------ INPUT FOR THIS TASK ------

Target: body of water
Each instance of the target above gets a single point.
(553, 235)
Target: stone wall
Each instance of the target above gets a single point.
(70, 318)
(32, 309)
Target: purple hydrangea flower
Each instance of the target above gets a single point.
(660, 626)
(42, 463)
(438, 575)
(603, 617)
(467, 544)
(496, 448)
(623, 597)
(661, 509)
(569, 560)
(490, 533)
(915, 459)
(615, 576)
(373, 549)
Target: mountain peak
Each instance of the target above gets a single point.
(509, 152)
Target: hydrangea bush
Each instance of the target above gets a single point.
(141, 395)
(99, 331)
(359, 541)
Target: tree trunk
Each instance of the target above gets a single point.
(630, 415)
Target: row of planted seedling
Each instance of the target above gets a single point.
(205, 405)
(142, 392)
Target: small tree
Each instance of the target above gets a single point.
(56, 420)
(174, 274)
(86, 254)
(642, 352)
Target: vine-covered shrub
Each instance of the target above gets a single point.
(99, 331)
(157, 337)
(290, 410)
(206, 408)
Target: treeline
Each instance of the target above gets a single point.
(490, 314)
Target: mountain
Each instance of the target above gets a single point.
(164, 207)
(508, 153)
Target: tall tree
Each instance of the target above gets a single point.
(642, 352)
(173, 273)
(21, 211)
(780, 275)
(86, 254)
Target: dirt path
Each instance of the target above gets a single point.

------
------ INPUT FOR THIS TASK ------

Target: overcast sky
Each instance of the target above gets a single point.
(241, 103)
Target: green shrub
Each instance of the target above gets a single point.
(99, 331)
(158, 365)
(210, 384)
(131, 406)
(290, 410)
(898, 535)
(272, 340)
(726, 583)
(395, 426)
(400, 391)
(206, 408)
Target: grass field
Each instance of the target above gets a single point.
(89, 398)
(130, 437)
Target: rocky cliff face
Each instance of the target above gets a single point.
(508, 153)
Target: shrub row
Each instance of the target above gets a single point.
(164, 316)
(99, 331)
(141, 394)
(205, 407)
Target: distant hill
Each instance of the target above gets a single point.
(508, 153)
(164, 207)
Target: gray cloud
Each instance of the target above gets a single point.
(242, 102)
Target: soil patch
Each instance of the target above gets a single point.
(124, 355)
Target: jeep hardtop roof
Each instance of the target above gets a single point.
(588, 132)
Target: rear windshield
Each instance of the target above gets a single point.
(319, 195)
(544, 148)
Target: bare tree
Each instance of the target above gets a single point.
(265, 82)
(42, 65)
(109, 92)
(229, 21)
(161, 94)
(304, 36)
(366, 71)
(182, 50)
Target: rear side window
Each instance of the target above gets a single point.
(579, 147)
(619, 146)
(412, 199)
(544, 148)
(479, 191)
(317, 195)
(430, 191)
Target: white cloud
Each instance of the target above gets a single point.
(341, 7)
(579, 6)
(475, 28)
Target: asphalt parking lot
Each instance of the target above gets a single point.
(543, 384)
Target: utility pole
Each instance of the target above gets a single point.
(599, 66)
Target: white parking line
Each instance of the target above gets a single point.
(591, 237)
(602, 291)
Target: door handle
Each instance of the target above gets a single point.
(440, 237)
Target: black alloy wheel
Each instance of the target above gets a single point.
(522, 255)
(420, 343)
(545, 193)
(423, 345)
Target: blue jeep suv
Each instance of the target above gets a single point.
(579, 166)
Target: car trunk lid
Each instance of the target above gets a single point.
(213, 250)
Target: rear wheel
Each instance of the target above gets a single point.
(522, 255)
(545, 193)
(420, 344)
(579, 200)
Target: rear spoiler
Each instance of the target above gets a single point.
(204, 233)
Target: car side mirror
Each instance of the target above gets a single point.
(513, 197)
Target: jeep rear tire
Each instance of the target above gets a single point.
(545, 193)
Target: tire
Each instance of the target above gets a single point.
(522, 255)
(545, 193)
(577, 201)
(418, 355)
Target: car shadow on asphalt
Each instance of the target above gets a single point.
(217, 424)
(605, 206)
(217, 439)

------

Collect every line of the data that contains the word "jeep" and list those lines.

Target: jeep hardtop roof
Target: blue jeep suv
Target: jeep rear tire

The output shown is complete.